The problem
Show every line of the entries below that contains the word "overhang", counting only matches with the same case.
--- Begin Data lines ---
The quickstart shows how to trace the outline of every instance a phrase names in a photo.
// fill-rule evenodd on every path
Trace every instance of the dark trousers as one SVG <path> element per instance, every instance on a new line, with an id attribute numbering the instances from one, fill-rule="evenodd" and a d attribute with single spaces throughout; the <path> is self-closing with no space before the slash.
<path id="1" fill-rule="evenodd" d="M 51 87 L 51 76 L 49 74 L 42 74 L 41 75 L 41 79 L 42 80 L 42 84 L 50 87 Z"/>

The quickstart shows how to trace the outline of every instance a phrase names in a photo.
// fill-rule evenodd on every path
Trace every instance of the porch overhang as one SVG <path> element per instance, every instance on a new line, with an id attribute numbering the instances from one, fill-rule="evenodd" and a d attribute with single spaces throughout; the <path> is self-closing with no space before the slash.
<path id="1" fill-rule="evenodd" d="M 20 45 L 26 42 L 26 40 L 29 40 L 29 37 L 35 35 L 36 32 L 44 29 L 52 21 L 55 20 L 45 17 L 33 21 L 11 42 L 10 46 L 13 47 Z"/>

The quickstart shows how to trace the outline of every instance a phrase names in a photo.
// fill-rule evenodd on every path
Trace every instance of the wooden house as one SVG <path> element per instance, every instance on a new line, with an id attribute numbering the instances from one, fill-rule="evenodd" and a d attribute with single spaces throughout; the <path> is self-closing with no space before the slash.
--- End Data lines ---
--- Begin Data lines ---
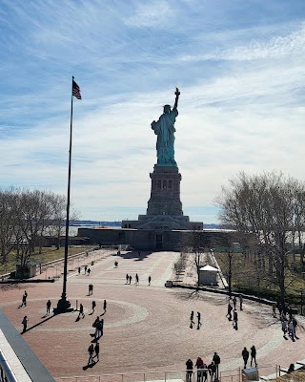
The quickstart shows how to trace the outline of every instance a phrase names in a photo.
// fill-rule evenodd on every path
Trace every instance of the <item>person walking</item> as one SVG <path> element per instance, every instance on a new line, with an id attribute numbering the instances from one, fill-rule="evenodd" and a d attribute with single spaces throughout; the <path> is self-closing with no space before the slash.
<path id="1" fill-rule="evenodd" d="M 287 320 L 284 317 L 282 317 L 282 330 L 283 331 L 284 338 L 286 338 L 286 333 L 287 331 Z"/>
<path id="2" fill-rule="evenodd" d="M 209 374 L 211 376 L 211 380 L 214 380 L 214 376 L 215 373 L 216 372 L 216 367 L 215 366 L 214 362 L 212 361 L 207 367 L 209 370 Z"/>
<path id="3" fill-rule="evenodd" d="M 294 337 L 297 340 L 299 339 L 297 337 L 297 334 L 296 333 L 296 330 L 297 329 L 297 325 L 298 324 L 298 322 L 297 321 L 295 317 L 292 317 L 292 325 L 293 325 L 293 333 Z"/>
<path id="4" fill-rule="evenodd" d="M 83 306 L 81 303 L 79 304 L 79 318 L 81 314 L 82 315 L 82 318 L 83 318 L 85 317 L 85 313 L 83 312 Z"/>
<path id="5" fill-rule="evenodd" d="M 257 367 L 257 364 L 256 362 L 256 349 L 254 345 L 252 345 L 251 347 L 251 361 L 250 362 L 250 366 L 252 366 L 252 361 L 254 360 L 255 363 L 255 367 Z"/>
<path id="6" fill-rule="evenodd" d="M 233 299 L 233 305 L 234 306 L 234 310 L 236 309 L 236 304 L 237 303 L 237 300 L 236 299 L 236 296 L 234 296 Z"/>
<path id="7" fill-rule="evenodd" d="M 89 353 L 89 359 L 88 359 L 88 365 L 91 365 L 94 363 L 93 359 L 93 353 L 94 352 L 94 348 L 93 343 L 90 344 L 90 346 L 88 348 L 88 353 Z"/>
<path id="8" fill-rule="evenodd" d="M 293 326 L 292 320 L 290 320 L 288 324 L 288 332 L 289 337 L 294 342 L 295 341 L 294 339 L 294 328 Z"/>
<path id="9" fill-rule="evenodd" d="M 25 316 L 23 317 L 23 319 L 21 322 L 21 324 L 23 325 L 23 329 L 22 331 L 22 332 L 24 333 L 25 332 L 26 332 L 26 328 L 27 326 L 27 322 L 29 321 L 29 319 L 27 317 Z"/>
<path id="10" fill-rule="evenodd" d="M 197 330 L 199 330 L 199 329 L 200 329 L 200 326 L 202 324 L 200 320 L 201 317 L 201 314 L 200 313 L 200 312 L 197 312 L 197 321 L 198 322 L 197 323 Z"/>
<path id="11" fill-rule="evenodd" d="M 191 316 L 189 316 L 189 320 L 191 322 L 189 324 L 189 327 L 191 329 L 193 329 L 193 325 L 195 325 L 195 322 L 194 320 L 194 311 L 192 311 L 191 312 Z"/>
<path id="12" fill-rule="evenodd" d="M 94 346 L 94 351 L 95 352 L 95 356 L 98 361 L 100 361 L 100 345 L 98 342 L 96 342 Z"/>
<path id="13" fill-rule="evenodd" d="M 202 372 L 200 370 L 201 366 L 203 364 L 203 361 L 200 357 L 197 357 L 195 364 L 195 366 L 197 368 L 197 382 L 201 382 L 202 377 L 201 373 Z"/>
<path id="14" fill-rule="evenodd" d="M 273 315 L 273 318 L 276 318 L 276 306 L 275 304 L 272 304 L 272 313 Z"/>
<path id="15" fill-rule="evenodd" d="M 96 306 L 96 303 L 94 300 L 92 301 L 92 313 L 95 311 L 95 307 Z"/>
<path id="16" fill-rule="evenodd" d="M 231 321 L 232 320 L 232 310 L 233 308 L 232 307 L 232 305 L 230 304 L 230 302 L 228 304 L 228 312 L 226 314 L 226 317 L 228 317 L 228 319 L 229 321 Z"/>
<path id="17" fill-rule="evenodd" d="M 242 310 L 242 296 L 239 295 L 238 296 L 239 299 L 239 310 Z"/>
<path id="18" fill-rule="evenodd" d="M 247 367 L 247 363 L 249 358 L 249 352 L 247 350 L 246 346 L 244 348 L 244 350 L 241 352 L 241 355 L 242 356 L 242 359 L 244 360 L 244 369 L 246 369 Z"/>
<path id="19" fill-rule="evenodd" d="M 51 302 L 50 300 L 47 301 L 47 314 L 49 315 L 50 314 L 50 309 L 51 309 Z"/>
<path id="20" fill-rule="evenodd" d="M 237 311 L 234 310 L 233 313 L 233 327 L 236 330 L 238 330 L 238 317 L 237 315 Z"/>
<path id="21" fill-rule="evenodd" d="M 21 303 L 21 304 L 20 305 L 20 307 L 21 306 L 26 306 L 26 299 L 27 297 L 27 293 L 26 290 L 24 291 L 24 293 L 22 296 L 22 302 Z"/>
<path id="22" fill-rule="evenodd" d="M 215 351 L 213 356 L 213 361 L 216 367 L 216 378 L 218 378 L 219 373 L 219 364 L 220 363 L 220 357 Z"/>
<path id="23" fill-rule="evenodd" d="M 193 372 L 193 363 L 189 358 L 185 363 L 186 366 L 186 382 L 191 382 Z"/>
--- End Data lines ---
--- Begin Data lines ---
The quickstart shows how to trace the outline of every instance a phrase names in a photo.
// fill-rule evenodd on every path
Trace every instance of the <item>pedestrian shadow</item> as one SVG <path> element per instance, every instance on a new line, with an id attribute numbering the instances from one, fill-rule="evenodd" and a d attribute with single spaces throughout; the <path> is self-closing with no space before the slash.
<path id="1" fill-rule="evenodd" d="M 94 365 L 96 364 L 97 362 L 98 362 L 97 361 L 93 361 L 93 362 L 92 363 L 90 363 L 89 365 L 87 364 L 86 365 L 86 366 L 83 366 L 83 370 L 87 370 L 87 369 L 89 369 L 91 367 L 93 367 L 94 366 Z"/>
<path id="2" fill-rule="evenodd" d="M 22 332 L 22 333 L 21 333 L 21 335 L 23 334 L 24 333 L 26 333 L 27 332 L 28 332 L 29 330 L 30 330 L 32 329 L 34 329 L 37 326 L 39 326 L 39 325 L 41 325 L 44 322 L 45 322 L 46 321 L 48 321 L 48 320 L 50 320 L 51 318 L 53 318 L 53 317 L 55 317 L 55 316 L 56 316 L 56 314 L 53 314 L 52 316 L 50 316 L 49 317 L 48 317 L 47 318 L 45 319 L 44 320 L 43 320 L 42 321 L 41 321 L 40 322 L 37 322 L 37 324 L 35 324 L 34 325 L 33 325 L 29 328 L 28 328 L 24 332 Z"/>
--- End Data lines ---
Written solution
Trace every instance of the porch overhang as one SVG <path> element per instance, every instance on a new line, with an id attribute numbering the instances from one, fill-rule="evenodd" and a d attribute with single spaces throughout; the <path> is self-closing with no space before the slash.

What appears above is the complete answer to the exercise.